--- The task ---
Extract every line of the records below and reproduce each one verbatim.

Boundary annotation records:
* * * * * * *

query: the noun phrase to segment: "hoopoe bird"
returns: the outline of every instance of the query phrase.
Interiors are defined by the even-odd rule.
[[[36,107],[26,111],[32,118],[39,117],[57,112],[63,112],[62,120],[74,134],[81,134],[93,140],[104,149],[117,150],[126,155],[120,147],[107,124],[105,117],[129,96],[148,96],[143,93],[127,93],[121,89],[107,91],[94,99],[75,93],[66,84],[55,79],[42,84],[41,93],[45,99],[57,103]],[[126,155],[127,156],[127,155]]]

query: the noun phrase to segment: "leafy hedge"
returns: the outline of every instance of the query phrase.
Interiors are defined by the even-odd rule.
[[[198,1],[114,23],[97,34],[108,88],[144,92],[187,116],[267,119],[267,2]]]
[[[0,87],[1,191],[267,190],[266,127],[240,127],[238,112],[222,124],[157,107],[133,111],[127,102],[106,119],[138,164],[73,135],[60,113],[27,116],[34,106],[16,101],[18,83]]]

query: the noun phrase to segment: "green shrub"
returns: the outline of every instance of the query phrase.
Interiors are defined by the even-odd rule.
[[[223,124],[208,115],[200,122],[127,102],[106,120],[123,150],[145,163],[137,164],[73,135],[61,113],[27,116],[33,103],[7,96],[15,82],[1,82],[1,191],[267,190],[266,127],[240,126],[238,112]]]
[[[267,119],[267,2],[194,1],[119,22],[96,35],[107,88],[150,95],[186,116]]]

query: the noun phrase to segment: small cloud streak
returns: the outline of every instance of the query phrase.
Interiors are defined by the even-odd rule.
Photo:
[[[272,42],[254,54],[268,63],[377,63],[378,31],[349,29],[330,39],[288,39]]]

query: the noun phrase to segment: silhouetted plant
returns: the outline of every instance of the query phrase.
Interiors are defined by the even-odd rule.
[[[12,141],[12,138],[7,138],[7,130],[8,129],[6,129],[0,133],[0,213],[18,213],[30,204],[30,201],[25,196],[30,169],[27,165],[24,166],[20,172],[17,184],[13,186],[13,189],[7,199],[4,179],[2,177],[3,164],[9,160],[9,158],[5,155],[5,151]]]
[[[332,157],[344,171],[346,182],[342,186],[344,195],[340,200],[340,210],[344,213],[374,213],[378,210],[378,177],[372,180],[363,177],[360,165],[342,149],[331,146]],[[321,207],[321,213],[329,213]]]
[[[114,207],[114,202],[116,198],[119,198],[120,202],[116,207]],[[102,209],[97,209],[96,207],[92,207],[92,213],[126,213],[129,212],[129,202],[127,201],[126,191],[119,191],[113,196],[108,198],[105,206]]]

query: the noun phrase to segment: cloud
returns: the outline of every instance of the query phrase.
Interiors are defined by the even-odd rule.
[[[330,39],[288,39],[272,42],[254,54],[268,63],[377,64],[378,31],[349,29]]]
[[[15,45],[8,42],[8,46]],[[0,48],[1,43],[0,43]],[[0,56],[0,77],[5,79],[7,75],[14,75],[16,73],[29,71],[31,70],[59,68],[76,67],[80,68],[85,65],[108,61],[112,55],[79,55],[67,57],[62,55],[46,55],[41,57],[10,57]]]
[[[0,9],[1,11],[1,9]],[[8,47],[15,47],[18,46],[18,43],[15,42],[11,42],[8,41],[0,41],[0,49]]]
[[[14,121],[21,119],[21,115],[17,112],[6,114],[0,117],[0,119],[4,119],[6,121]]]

* * * * * * *

--- Task output ---
query: the noun phrase to segment: "hoopoe bird"
returns: the outline of every instance of the query phrase.
Interiors are defined by the even-odd rule.
[[[36,107],[26,111],[32,118],[39,117],[57,112],[63,112],[62,120],[74,134],[81,134],[93,140],[104,149],[117,150],[126,155],[120,147],[107,124],[105,117],[129,96],[148,96],[143,93],[127,93],[121,89],[107,91],[94,99],[75,93],[66,84],[55,79],[42,84],[41,93],[45,99],[57,103]],[[126,155],[127,156],[127,155]]]

query: the noun phrase to segment: "leafy hedge"
returns: the outline of every instance of the query phrase.
Interiors are defined by the even-odd rule.
[[[198,1],[114,23],[97,34],[108,88],[144,92],[187,116],[267,119],[267,2]]]
[[[0,87],[1,191],[267,190],[266,127],[240,127],[238,112],[222,124],[157,107],[133,111],[127,102],[106,119],[138,164],[73,135],[60,113],[27,116],[34,106],[16,101],[18,83]]]

query: the noun phrase to segment: "green shrub"
returns: the outline of every instance of the query phrase.
Interiors are defined by the even-odd rule.
[[[223,124],[208,115],[200,122],[127,102],[106,120],[123,150],[145,163],[137,164],[73,135],[61,113],[27,116],[33,103],[7,96],[15,82],[1,82],[1,191],[267,190],[266,127],[240,126],[238,112]]]
[[[267,119],[267,2],[194,1],[119,22],[96,35],[107,88],[150,95],[186,116]]]

query: the noun phrase to segment: small cloud streak
returns: the outline of every instance of the query phrase.
Interiors are defined by the even-odd rule.
Photo:
[[[272,42],[254,54],[268,63],[377,63],[378,31],[349,29],[330,39],[288,39]]]

query: the noun phrase to segment: silhouetted plant
returns: the outline of every instance of the query phrase.
Interiors are defined by the even-odd rule.
[[[12,141],[12,138],[7,138],[7,130],[8,129],[6,129],[0,133],[0,213],[18,213],[30,204],[30,201],[25,196],[30,169],[27,165],[24,166],[20,172],[17,184],[13,186],[13,189],[7,199],[4,179],[2,177],[3,164],[9,160],[9,158],[5,155],[5,151]]]
[[[332,157],[344,171],[346,182],[342,186],[344,195],[340,200],[340,210],[344,213],[374,213],[378,210],[378,177],[372,180],[363,177],[360,165],[342,149],[331,146]],[[321,207],[321,213],[329,213]]]
[[[114,207],[114,202],[116,198],[119,198],[120,202],[116,207]],[[102,209],[97,209],[96,207],[92,207],[92,213],[126,213],[129,212],[129,202],[127,201],[126,191],[119,191],[113,196],[108,198],[105,206]]]

query: the noun phrase to segment: cloud
returns: the outline of every instance of the query phrase.
Interiors are defined by the even-odd rule.
[[[330,39],[288,39],[272,42],[254,54],[268,63],[377,64],[378,31],[349,29]]]
[[[15,45],[8,42],[8,46]],[[0,48],[1,43],[0,43]],[[0,56],[0,77],[5,79],[7,75],[14,75],[16,73],[29,71],[31,70],[59,68],[76,67],[80,68],[85,65],[108,61],[112,55],[79,55],[67,57],[62,55],[46,55],[41,57],[10,57]]]
[[[0,9],[1,11],[1,9]],[[8,47],[15,47],[18,46],[18,43],[15,42],[11,42],[8,41],[0,41],[0,49]]]
[[[14,121],[21,119],[21,115],[17,112],[6,114],[0,117],[0,119],[4,119],[6,121]]]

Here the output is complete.